* Begin Data supplied *

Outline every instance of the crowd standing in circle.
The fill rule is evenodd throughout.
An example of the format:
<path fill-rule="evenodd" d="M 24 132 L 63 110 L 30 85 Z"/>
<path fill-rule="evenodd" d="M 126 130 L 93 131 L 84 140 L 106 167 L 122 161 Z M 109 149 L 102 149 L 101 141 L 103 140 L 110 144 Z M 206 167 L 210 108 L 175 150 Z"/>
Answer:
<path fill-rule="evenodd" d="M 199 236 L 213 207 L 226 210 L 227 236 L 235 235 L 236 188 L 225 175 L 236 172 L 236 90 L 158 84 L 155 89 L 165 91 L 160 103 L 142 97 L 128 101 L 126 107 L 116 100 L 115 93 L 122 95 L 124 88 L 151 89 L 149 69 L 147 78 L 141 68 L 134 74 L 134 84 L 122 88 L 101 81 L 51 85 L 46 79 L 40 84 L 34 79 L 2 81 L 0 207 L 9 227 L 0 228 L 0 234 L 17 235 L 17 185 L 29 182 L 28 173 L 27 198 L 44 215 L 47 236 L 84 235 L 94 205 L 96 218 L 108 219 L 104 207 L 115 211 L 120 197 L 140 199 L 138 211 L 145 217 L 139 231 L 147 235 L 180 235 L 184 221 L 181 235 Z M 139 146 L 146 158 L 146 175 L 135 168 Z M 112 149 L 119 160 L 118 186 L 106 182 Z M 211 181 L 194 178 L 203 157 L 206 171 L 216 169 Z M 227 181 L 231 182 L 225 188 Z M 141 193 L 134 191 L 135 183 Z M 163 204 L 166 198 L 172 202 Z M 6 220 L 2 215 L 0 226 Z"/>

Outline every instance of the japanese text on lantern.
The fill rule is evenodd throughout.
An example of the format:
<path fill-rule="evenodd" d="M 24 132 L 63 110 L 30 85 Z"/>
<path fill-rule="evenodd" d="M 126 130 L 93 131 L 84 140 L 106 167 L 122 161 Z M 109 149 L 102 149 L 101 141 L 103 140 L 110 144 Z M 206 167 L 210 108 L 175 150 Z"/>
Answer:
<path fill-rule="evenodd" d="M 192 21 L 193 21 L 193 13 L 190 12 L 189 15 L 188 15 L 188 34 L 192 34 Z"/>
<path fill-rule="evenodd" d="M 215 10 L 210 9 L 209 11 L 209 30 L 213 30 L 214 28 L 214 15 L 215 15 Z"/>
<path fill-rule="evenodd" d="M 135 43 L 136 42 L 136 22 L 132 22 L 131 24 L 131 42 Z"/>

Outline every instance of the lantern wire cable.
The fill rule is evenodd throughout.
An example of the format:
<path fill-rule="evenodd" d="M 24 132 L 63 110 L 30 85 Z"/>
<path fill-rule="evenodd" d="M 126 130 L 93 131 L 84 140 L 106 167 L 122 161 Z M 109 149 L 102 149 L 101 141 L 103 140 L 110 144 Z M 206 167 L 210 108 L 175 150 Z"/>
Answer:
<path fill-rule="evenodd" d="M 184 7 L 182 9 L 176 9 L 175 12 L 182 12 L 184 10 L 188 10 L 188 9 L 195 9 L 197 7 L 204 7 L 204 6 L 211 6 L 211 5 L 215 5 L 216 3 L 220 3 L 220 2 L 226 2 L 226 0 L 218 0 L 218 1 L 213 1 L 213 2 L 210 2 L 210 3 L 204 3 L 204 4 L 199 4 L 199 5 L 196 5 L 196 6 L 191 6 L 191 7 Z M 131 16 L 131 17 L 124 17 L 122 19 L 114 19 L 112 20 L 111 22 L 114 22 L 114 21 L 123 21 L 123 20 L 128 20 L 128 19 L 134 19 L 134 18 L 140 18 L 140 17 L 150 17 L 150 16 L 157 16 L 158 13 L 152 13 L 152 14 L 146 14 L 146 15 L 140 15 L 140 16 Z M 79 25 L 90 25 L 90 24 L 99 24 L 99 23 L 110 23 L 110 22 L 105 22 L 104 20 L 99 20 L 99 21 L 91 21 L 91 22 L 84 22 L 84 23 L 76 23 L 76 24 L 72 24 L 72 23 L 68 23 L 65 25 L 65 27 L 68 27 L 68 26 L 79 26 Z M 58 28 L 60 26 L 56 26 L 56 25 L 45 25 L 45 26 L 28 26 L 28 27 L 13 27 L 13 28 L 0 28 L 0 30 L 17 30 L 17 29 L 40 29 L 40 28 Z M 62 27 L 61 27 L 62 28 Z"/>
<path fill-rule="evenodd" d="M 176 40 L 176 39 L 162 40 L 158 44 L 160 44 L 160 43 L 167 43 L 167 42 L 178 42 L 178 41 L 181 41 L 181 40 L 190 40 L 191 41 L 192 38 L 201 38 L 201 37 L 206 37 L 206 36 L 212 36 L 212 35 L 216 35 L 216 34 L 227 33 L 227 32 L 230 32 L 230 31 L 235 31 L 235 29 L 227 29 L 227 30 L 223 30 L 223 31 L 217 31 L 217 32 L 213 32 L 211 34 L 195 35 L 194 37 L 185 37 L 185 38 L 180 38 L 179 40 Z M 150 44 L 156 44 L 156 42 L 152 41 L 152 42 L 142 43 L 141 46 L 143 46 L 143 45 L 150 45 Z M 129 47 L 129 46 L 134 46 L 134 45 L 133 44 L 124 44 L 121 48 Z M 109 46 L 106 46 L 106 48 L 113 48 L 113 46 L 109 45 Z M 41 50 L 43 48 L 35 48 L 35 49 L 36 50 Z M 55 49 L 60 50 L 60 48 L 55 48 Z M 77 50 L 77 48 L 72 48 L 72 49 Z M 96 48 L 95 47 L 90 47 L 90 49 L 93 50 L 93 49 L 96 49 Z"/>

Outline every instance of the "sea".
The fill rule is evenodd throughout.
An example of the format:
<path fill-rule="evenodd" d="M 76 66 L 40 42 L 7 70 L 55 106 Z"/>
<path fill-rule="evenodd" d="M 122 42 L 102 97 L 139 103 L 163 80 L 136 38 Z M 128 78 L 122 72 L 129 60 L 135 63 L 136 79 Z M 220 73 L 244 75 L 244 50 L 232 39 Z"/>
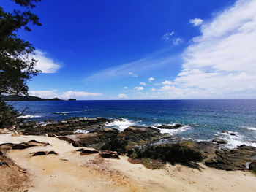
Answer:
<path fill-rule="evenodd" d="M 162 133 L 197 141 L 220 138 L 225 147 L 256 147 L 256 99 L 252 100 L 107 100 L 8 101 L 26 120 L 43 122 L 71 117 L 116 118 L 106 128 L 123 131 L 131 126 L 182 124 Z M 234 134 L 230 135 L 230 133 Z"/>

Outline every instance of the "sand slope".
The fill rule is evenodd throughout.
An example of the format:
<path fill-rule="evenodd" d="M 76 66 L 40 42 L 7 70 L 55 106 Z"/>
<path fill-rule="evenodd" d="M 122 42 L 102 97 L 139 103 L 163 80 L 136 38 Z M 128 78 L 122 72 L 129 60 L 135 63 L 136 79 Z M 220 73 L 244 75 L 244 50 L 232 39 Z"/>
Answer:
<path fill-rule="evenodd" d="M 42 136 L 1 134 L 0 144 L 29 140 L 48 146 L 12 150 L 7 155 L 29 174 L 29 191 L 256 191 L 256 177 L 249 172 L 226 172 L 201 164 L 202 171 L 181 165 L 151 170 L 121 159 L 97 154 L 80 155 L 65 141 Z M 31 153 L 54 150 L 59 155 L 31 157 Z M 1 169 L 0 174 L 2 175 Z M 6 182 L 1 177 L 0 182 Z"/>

* End Data supplied *
* Begin Data supplied *

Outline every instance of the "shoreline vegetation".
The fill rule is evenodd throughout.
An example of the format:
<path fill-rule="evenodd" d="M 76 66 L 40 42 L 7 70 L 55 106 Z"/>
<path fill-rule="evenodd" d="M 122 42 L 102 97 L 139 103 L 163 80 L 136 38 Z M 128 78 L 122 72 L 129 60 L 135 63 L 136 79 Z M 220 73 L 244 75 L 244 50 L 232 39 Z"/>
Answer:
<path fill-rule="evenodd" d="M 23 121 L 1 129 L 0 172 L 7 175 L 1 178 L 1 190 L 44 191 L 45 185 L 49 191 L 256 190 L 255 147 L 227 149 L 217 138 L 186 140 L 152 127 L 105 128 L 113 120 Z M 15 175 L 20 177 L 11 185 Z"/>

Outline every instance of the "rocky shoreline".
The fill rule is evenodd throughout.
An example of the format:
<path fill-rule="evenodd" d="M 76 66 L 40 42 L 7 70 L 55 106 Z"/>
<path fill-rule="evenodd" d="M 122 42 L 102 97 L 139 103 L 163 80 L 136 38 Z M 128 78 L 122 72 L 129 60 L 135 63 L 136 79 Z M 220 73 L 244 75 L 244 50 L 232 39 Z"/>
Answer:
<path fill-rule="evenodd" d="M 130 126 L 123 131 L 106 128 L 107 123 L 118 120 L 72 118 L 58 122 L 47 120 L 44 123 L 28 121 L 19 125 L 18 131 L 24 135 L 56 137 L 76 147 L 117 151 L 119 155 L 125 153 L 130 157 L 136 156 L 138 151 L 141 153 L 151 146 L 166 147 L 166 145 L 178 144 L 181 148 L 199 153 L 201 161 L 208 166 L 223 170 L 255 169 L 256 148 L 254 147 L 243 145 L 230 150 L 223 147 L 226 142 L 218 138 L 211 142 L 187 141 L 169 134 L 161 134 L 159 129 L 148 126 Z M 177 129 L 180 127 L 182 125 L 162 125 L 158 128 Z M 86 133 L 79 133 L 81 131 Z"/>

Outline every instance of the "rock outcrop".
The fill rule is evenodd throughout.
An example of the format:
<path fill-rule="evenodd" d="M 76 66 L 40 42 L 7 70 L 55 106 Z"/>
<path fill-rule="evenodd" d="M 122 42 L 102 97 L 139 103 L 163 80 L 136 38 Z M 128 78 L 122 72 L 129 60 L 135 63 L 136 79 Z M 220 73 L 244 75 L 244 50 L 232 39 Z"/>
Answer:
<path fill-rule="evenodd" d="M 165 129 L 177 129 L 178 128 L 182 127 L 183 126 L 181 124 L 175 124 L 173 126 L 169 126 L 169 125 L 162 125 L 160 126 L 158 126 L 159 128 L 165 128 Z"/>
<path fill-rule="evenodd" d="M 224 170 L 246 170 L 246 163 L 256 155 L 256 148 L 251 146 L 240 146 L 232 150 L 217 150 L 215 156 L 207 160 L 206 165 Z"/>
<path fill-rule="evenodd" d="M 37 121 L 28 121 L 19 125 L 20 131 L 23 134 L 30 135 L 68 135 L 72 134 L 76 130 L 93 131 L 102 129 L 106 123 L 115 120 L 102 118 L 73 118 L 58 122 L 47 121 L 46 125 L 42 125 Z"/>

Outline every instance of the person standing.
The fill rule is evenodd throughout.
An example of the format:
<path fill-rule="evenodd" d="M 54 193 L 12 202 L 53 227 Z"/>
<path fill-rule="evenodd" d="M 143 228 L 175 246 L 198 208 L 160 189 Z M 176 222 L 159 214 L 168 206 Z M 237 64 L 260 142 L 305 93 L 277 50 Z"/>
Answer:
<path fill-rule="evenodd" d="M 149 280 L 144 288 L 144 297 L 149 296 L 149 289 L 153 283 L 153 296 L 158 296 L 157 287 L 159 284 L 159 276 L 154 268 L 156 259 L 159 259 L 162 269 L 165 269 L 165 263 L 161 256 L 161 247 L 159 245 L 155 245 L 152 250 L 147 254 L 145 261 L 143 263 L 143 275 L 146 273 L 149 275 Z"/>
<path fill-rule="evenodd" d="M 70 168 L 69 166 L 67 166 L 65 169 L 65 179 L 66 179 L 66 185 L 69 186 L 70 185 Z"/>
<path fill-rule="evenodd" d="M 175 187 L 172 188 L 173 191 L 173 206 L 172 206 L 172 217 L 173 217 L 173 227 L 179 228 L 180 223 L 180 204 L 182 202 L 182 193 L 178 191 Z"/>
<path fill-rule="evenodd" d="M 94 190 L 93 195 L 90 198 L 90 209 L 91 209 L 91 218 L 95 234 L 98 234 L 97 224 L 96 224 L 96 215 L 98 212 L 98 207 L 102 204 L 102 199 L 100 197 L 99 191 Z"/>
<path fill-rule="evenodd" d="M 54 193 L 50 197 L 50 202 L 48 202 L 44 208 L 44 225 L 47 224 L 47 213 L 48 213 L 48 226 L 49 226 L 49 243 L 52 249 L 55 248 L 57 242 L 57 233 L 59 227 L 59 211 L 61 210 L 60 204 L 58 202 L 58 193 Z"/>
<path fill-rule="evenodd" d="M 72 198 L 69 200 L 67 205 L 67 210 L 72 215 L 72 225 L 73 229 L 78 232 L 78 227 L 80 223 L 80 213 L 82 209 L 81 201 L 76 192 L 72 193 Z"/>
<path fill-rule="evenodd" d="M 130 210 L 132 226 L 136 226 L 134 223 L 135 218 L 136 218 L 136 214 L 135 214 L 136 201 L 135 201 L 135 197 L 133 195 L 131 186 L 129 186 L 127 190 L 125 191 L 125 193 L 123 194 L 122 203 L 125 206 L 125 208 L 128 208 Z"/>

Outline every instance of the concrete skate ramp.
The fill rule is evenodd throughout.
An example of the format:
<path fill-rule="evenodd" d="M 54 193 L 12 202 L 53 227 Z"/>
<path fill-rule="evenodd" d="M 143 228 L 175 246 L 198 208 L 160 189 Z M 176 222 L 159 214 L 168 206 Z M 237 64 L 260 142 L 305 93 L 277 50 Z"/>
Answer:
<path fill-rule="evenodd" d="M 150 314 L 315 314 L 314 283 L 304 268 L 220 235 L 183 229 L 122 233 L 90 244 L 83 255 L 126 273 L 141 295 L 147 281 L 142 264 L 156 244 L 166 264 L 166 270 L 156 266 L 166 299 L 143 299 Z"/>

* End Data supplied *
* Begin Data supplied *

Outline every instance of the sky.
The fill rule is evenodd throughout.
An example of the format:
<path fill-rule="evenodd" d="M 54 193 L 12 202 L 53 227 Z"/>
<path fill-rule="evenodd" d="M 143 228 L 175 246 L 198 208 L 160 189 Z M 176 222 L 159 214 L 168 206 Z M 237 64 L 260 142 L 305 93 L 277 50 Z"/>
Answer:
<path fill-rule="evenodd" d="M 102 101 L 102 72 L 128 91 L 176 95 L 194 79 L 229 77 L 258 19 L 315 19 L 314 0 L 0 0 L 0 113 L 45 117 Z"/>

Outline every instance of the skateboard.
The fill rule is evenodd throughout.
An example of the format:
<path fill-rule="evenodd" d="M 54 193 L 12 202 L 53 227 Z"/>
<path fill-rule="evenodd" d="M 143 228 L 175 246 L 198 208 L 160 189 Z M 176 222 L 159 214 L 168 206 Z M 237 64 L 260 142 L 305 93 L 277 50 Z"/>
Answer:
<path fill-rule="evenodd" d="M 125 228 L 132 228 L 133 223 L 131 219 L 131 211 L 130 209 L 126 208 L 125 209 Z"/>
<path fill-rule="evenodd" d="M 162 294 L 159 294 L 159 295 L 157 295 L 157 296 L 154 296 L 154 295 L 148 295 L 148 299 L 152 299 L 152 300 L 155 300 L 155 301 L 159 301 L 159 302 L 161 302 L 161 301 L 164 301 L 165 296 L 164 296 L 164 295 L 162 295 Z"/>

* End Data supplied *

- **Task details**: Reproduce the items from the line containing "Outline every instance of the person" through the line containing "175 187 L 172", requests included. Offset every coordinate in the answer outlines by -147, and leave the requests and their format samples unchanged.

- **Correct result**:
Outline every instance of the person standing.
The fill rule is evenodd throughout.
An example of the format:
<path fill-rule="evenodd" d="M 54 193 L 12 202 L 53 227 Z"/>
<path fill-rule="evenodd" d="M 143 228 L 175 246 L 198 208 L 160 189 Z M 176 222 L 159 214 L 168 206 Z M 237 64 L 260 142 L 305 93 L 277 50 Z"/>
Answer:
<path fill-rule="evenodd" d="M 2 133 L -3 141 L -3 150 L 2 149 L 2 142 L 6 136 L 6 149 L 11 149 L 10 140 L 12 137 L 12 129 L 7 121 L 9 112 L 12 112 L 15 122 L 18 122 L 18 116 L 14 109 L 14 100 L 12 98 L 8 98 L 5 103 L 0 107 L -2 114 L -4 116 L -4 128 L -1 126 L 2 128 Z"/>
<path fill-rule="evenodd" d="M -77 21 L -78 19 L -80 19 L -82 22 L -82 32 L -81 32 L -81 38 L -78 39 L -77 38 Z"/>
<path fill-rule="evenodd" d="M 28 40 L 25 41 L 26 44 L 26 59 L 25 59 L 25 70 L 26 70 L 26 80 L 32 81 L 33 76 L 33 57 L 35 55 L 35 46 L 31 44 Z"/>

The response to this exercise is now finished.